■ PROBLEM STATEMENT
Given the records that follow, return each one verbatim.

■ DATA UNDER STUDY
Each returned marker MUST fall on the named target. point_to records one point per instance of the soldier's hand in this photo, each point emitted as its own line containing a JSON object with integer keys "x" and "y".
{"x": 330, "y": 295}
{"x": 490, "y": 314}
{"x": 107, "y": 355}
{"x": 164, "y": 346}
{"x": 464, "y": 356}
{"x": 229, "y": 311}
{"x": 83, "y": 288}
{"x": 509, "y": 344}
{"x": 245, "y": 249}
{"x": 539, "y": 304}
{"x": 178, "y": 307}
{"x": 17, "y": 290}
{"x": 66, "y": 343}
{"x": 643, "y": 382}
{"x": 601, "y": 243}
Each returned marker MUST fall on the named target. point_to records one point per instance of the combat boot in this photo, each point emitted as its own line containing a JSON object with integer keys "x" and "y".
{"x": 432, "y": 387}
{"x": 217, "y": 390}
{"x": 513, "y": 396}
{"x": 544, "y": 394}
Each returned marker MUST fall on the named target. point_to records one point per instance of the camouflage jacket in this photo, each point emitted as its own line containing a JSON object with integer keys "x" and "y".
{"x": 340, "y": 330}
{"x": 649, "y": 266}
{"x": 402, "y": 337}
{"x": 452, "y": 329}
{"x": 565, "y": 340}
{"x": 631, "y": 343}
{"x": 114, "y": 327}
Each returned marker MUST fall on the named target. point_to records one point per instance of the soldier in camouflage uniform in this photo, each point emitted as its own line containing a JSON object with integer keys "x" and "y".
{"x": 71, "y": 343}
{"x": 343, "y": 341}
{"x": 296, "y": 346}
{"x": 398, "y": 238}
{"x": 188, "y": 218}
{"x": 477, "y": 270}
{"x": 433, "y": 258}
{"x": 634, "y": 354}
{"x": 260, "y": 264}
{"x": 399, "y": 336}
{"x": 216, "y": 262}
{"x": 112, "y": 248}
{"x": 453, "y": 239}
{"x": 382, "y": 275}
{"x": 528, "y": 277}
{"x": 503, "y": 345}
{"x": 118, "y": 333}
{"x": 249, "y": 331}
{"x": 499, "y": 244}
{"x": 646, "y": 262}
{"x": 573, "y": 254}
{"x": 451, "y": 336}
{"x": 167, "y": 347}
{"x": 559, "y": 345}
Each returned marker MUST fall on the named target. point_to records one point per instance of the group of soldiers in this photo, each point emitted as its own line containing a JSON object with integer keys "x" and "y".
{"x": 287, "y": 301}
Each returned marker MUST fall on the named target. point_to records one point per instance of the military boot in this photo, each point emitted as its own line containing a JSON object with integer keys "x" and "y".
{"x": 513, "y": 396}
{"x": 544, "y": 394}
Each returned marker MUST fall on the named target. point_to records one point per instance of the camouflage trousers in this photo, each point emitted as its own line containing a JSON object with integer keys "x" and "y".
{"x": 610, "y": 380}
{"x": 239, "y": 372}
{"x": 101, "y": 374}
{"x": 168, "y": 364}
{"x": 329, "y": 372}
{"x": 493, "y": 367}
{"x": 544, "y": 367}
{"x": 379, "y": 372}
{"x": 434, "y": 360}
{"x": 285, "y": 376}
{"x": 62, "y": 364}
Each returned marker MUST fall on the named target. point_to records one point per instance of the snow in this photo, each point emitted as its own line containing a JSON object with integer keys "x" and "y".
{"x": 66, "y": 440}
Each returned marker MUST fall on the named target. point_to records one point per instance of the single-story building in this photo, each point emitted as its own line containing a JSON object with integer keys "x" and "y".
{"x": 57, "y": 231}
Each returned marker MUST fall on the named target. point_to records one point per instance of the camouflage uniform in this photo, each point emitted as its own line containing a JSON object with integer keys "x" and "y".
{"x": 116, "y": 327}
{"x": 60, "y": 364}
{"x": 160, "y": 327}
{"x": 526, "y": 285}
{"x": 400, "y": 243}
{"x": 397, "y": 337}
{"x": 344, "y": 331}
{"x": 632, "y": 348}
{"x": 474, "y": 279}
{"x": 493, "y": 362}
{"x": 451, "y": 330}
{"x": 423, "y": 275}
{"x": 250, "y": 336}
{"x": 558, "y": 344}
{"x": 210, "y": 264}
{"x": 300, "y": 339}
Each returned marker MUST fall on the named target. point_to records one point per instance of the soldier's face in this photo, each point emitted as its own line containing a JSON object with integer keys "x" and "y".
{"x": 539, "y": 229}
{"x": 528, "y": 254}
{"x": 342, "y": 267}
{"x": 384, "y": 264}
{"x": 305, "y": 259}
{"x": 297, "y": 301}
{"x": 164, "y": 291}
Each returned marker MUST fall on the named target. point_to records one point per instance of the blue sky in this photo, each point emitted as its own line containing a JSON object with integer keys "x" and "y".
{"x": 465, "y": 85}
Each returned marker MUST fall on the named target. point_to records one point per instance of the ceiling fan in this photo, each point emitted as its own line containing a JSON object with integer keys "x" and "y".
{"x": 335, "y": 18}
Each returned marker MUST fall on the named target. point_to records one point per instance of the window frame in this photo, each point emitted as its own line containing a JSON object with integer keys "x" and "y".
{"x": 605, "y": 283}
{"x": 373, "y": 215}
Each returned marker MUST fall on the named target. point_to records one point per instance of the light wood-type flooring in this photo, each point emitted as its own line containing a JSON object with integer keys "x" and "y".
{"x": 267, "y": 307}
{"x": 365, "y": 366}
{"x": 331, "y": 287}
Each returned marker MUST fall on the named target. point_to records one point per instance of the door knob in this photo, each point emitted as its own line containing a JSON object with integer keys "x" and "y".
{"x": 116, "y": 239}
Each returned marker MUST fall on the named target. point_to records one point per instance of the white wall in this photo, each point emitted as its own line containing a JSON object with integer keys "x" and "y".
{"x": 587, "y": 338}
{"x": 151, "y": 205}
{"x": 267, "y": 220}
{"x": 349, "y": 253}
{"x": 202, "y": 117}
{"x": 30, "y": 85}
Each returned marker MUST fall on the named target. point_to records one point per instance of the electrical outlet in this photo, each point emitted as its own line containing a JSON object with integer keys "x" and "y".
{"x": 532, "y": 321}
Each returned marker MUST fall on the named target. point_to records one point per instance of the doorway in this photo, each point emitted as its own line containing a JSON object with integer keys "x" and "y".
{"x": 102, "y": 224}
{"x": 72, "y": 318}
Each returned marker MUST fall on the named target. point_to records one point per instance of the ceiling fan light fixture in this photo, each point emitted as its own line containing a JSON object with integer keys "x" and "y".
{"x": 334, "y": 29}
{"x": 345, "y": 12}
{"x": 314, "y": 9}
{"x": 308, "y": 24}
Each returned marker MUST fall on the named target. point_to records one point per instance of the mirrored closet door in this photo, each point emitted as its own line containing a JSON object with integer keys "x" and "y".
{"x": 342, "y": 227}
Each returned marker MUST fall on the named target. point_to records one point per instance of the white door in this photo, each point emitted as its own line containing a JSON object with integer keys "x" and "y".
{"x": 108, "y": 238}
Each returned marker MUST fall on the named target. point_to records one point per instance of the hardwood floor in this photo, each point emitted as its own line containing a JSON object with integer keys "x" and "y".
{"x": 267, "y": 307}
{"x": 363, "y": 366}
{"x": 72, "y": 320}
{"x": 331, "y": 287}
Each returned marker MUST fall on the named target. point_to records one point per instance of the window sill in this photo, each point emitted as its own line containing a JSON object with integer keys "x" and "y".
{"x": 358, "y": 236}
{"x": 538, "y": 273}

■ SOLUTION
Each returned marker MUST fall on the named target. point_to records one point per instance of the soldier's hand in this photo, each point emitted as its own line containing a JSON object with integer keys "x" and "y".
{"x": 330, "y": 295}
{"x": 490, "y": 314}
{"x": 107, "y": 355}
{"x": 164, "y": 346}
{"x": 464, "y": 356}
{"x": 229, "y": 311}
{"x": 83, "y": 288}
{"x": 509, "y": 344}
{"x": 245, "y": 249}
{"x": 539, "y": 304}
{"x": 178, "y": 307}
{"x": 17, "y": 290}
{"x": 66, "y": 343}
{"x": 643, "y": 382}
{"x": 601, "y": 243}
Each returned marker MUST fall on the named target. point_to records one point per instance of the combat boot in this photo, each point emitted as its own line containing a JSON object with integer keys "x" and "y".
{"x": 432, "y": 387}
{"x": 217, "y": 390}
{"x": 513, "y": 396}
{"x": 544, "y": 394}
Each returned marker MUST fall on the named target. point_to records one point per instance of the camouflage jacket in this photo, each point emitted as its own line containing a JSON object with integer keys "x" and "y".
{"x": 340, "y": 330}
{"x": 649, "y": 266}
{"x": 402, "y": 337}
{"x": 452, "y": 329}
{"x": 565, "y": 340}
{"x": 631, "y": 343}
{"x": 114, "y": 327}
Each returned marker MUST fall on the named target. point_to records one point per instance of the soldier in camouflage uniform in this photo, each point emitted as its own line containing a JSON object with integer keys "x" and "y".
{"x": 71, "y": 343}
{"x": 343, "y": 341}
{"x": 296, "y": 346}
{"x": 398, "y": 238}
{"x": 188, "y": 218}
{"x": 477, "y": 270}
{"x": 433, "y": 258}
{"x": 634, "y": 354}
{"x": 260, "y": 264}
{"x": 399, "y": 336}
{"x": 216, "y": 262}
{"x": 112, "y": 248}
{"x": 453, "y": 239}
{"x": 382, "y": 275}
{"x": 528, "y": 277}
{"x": 503, "y": 345}
{"x": 118, "y": 333}
{"x": 249, "y": 331}
{"x": 499, "y": 244}
{"x": 646, "y": 262}
{"x": 573, "y": 254}
{"x": 451, "y": 336}
{"x": 167, "y": 347}
{"x": 559, "y": 345}
Each returned marker MUST fall on the named target. point_to records one point per instance of the group of soldiers in this photo, each point emitted as its own line containing a JSON object with integer keys "x" and "y".
{"x": 287, "y": 301}
Each returned marker MUST fall on the named target. point_to records one point per instance of the military boot in this photo, each point emitted as its own line containing a JSON object with integer keys "x" and "y".
{"x": 513, "y": 396}
{"x": 544, "y": 394}
Each returned marker MUST fall on the named target. point_to records one point per instance of the camouflage trousers in this photo, each point emitted as its own line containing a JSON object with integer keys "x" and "y".
{"x": 610, "y": 380}
{"x": 239, "y": 372}
{"x": 101, "y": 374}
{"x": 168, "y": 364}
{"x": 329, "y": 372}
{"x": 493, "y": 367}
{"x": 544, "y": 367}
{"x": 379, "y": 372}
{"x": 434, "y": 360}
{"x": 285, "y": 376}
{"x": 62, "y": 364}
Each returned marker MUST fall on the named target. point_to records one point per instance of the snow in this photo, each point emitted as its own line containing a JSON object with integer keys "x" and "y".
{"x": 66, "y": 440}
Each returned marker MUST fall on the named target. point_to records one point per instance of the single-story building in this photo, each point emitted as its own line containing a JSON object with integer keys "x" and "y".
{"x": 57, "y": 231}
Each returned marker MUST fall on the named target. point_to records one point per instance of the camouflage uniform in this photo, each point emitted as its own line containing a JSON object with integer keys "x" and "y".
{"x": 116, "y": 327}
{"x": 60, "y": 364}
{"x": 160, "y": 327}
{"x": 526, "y": 285}
{"x": 400, "y": 243}
{"x": 397, "y": 337}
{"x": 344, "y": 331}
{"x": 632, "y": 348}
{"x": 474, "y": 279}
{"x": 493, "y": 362}
{"x": 451, "y": 330}
{"x": 423, "y": 275}
{"x": 250, "y": 336}
{"x": 558, "y": 344}
{"x": 210, "y": 264}
{"x": 300, "y": 339}
Each returned marker MUST fall on the named target. point_to records one point per instance of the soldier's face in this photo, each point emitted as its own line containing a JSON object with integer keys "x" and "y".
{"x": 539, "y": 229}
{"x": 528, "y": 254}
{"x": 342, "y": 267}
{"x": 384, "y": 264}
{"x": 305, "y": 259}
{"x": 297, "y": 301}
{"x": 164, "y": 291}
Each returned marker MUST fall on the named target. point_to records one point per instance of the blue sky in this photo, each point emitted as its own line containing a JSON object with integer keys "x" and "y".
{"x": 465, "y": 85}
Each returned marker MUST fall on the named target. point_to records one point per instance of the ceiling fan in this photo, each point emitted as its own line containing a JSON object with integer keys "x" and "y".
{"x": 335, "y": 18}
Each returned marker MUST fall on the named target. point_to records one point per instance of the window frame in this photo, each point emitted as its own line containing a JSON object with integer keys "x" and "y".
{"x": 605, "y": 283}
{"x": 373, "y": 215}
Each returned marker MUST fall on the named target. point_to records one point per instance of the light wood-type flooring in this photo, each point emitted as its own line containing a JSON object with integer keys "x" and "y".
{"x": 267, "y": 307}
{"x": 365, "y": 366}
{"x": 331, "y": 287}
Each returned marker MUST fall on the named target. point_to records one point per instance of the door knob in this photo, each point emitted as its own line containing a JSON object with integer keys "x" and "y".
{"x": 116, "y": 239}
Each returned marker MUST fall on the named target. point_to records one point per instance of the white wall in this photo, each point emitted as its own line containing a JSON object with integer keys "x" and "y".
{"x": 587, "y": 338}
{"x": 151, "y": 205}
{"x": 267, "y": 220}
{"x": 349, "y": 253}
{"x": 202, "y": 117}
{"x": 30, "y": 85}
Each returned marker MUST fall on the named target. point_to records one point per instance of the electrical outlet in this photo, each point emitted as its own line containing a JSON object with integer keys "x" and "y".
{"x": 532, "y": 321}
Each returned marker MUST fall on the named target. point_to records one point per instance of the doorway in this photo, each point emitted as its own line containing a JSON object with integer keys "x" and "y".
{"x": 102, "y": 224}
{"x": 72, "y": 318}
Each returned marker MUST fall on the named target. point_to records one point per instance of the ceiling fan light fixture in this photo, each point emitted as its own line containing a JSON object with integer keys "x" and "y".
{"x": 334, "y": 29}
{"x": 345, "y": 12}
{"x": 314, "y": 9}
{"x": 308, "y": 24}
Each returned marker MUST fall on the named target. point_to records one point per instance of the mirrored closet door in this photo, each point emitted as its own line containing a JSON object with integer keys "x" and "y".
{"x": 342, "y": 227}
Each returned marker MUST fall on the named target. point_to records one point per instance of the white door in this photo, each point emitted as its own line containing a JSON object with integer keys "x" and "y".
{"x": 108, "y": 238}
Each returned marker MUST fall on the named target. point_to records one point per instance of the hardwood floor in this photo, each point emitted as its own line containing a JSON object with integer keys "x" and "y".
{"x": 267, "y": 307}
{"x": 363, "y": 366}
{"x": 72, "y": 320}
{"x": 331, "y": 287}
Each returned marker MUST fall on the named target. point_to records one point per instance of the window sill in this photo, each point emitted as its own line containing a JSON object with integer keys "x" and "y".
{"x": 358, "y": 236}
{"x": 538, "y": 273}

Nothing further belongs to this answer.